Provided passage =
----

NLP Insight Filter [June 12 2024]
What NLP people are talking about this week on Twitter/X
Tl;dr: Two evaluation/dataset papers for this week. The first one looks at errors in the MMLU benchmark. MMLU is probably in the top 3 most used NLU benchmarks, so finding errors in this benchmark is sort of a big deal. The paper then proposes a methodology for removing these errors. Also, you’ve probably heard about the Chatbot Arena - a benchmark to evaluate generative chatbots. Now there’s GenAI Arena which is basically Chatbot Arena but for multimodal models.
FYI: My ‘popularity emoji’ is based on aggregate statistics of how many people have engaged with a paper on Twitter/X (as well as my own subjective personal interest).
Very popular (you really should know about this): 🔥
Popular (a good amount of people are discussing this): 😄
Less popular (but still worth making a mental note) : 🙂
Popularity: 😄
Maybe not. We identify and analyse errors in the popular Massive Multitask Language Understanding (MMLU) benchmark. Even though MMLU is widely adopted, our analysis demonstrates numerous ground truth errors that obscure the true capabilities of LLMs. For example, we find that 57% of the analysed questions in the Virology subset contain errors. To address this issue, we introduce a comprehensive framework for identifying dataset errors using a novel error taxonomy. Then, we create MMLU-Redux, which is a subset of 3,000 manually re-annotated questions across 30 MMLU subjects. Using MMLU-Redux, we demonstrate significant discrepancies with the model performance metrics that were originally reported. Our results strongly advocate for revising MMLU's error-ridden questions to enhance its future utility and reliability as a benchmark. Therefore, we open up MMLU-Redux for additional annotation this https URL.

----

Things to do =
1. According to the NLP newsletter, what share of the analysed questions in the MMLU Virology subset contain errors?
2. Pick up the NLP newsletter from its last sentence and keep writing.
The records have no connection to the NLP newsletter.

----

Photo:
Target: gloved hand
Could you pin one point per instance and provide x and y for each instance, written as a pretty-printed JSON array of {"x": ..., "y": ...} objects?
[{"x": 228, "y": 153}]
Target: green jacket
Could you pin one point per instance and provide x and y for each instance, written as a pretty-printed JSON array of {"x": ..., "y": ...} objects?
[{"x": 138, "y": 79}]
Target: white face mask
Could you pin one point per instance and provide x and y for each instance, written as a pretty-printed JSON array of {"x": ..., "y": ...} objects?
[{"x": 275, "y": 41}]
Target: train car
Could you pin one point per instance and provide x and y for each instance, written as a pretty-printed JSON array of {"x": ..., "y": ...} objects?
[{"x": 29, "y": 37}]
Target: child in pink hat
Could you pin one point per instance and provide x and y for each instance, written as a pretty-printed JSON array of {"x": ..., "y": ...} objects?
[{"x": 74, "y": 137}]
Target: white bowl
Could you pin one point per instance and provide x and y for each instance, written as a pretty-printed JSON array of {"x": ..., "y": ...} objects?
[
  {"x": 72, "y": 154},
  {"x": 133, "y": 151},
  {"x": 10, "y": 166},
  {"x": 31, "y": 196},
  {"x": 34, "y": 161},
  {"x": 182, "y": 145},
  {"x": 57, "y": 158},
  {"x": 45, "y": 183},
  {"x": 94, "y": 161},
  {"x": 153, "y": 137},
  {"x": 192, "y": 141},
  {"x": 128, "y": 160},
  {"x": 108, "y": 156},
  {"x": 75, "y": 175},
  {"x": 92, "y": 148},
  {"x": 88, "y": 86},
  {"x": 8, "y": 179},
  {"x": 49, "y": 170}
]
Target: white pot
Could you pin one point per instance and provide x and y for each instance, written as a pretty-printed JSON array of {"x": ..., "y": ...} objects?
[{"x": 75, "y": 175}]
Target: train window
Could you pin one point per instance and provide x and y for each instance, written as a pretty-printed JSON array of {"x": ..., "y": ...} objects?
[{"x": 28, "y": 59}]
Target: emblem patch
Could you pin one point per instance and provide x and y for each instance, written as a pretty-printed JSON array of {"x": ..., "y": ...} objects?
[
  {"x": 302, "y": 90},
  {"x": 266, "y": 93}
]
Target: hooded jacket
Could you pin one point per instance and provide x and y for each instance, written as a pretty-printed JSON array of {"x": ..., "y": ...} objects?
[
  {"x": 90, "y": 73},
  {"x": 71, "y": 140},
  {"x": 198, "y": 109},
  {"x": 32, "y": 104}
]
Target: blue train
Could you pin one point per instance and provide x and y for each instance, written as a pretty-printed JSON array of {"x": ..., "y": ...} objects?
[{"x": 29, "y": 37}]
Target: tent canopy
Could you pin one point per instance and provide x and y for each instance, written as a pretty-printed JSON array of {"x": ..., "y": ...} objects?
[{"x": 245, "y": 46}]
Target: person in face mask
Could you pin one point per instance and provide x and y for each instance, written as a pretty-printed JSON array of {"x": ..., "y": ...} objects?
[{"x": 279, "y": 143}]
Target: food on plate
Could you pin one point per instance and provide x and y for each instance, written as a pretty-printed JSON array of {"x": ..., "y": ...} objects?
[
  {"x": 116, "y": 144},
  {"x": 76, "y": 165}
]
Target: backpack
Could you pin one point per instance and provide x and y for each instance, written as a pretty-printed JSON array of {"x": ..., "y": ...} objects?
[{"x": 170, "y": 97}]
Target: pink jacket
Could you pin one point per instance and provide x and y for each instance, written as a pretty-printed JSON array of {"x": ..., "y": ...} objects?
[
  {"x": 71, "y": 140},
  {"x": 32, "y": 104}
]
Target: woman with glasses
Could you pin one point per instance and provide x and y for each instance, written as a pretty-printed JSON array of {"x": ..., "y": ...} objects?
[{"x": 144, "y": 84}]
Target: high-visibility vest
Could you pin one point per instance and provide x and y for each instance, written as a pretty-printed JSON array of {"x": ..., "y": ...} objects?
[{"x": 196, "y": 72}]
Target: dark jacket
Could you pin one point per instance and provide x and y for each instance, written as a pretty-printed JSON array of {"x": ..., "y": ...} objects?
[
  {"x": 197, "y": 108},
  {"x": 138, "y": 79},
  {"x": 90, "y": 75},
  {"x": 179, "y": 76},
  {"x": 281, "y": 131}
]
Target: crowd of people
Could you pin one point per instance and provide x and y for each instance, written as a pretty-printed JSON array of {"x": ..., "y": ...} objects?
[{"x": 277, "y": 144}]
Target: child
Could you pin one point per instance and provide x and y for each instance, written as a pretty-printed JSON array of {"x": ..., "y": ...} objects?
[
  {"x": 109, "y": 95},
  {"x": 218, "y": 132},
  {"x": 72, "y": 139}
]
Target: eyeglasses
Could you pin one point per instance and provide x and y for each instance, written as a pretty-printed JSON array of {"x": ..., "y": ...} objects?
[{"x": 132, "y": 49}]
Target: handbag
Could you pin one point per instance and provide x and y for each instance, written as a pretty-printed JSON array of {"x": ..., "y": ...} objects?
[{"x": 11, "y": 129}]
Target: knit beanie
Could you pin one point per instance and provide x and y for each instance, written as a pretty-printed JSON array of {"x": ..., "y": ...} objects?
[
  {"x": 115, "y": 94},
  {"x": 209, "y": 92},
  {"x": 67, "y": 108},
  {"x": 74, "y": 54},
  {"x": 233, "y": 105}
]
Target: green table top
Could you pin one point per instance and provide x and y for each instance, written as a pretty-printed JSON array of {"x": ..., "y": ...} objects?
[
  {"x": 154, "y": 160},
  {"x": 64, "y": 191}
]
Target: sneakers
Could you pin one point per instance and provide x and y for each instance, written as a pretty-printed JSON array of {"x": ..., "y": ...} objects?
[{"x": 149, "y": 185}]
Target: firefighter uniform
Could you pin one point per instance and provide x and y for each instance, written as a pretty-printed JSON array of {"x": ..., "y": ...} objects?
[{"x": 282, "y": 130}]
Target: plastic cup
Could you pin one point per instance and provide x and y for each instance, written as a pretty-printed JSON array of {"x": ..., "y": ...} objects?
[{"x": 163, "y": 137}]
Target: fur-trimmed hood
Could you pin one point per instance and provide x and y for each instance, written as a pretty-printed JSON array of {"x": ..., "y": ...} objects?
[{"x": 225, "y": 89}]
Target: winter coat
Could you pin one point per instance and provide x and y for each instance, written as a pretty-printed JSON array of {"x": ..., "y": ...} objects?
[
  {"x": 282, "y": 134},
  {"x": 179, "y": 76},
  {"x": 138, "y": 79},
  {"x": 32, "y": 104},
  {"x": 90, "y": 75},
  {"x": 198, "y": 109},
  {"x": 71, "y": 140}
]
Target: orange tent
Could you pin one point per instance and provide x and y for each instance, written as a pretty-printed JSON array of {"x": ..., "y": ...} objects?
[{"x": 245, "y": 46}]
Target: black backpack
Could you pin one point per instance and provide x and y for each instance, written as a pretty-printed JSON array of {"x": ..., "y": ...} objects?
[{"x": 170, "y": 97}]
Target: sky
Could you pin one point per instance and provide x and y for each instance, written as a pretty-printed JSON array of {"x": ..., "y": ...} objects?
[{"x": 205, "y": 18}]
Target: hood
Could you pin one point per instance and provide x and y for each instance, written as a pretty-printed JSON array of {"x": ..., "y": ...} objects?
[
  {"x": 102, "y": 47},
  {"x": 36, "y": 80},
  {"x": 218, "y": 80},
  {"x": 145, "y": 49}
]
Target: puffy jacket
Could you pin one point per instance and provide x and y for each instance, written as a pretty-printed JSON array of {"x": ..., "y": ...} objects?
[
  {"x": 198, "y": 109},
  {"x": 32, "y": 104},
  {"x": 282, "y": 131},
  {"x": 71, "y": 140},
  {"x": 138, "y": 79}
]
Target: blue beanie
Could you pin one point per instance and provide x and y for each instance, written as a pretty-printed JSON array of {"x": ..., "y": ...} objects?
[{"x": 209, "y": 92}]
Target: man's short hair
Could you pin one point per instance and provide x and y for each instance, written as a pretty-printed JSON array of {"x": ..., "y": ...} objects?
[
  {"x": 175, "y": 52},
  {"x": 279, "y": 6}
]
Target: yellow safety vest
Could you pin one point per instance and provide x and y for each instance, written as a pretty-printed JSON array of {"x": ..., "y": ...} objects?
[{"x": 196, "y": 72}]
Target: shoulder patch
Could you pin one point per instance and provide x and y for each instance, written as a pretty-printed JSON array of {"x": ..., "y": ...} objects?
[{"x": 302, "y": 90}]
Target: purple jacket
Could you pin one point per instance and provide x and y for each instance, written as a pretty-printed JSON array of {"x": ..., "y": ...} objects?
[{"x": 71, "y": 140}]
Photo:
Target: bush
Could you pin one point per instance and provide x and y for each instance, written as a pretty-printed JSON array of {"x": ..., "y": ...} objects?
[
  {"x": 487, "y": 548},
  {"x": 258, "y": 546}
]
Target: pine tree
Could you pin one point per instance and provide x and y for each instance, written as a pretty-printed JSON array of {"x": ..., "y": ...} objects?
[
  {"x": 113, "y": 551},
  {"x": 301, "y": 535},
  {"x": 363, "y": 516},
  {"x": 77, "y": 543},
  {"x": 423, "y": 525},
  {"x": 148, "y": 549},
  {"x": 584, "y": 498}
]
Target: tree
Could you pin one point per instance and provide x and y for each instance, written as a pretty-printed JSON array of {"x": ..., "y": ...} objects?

----

Answer set =
1. 57%

2.
GenAI Arena: An Open Evaluation Platform for Generative Models
Popularity: 🙂
Generative AI has made remarkable strides to revolutionize fields such as image and video generation. These advancements are driven by innovative algorithms, architecture, and data. However, the rapid proliferation of generative models has highlighted a critical gap: the absence of trustworthy evaluation metrics. Current automatic assessments such as FID, CLIP, FVD, etc often fail to capture the nuanced quality and user satisfaction associated with generative outputs. This paper proposes an open platform GenAI-Arena to evaluate different image and video generative models, where users can actively participate in evaluating these models. By leveraging collective user feedback and votes, GenAI-Arena aims to provide a more democratic and accurate measure of model performance. It covers three arenas for text-to-image generation, text-to-video generation, and image editing respectively. Currently, we cover a total of 27 open-source generative models. GenAI-Arena has been operating for four months, amassing over 6000 votes from the community. We describe our platform, analyze the data, and explain the statistical methods for ranking the models. To further promote the research in building model-based evaluation metrics, we release a cleaned version of our preference data for the three tasks, namely GenAI-Bench. We prompt the existing multi-modal models like Gemini, GPT-4o to mimic human voting. We compute the correlation between model voting with human voting to understand their judging abilities. Our results show existing multimodal models are still lagging in assessing the generated visual content, even the best model GPT-4o only achieves a Pearson correlation of 0.22 in the quality subscore, and behaves like random guessing in others.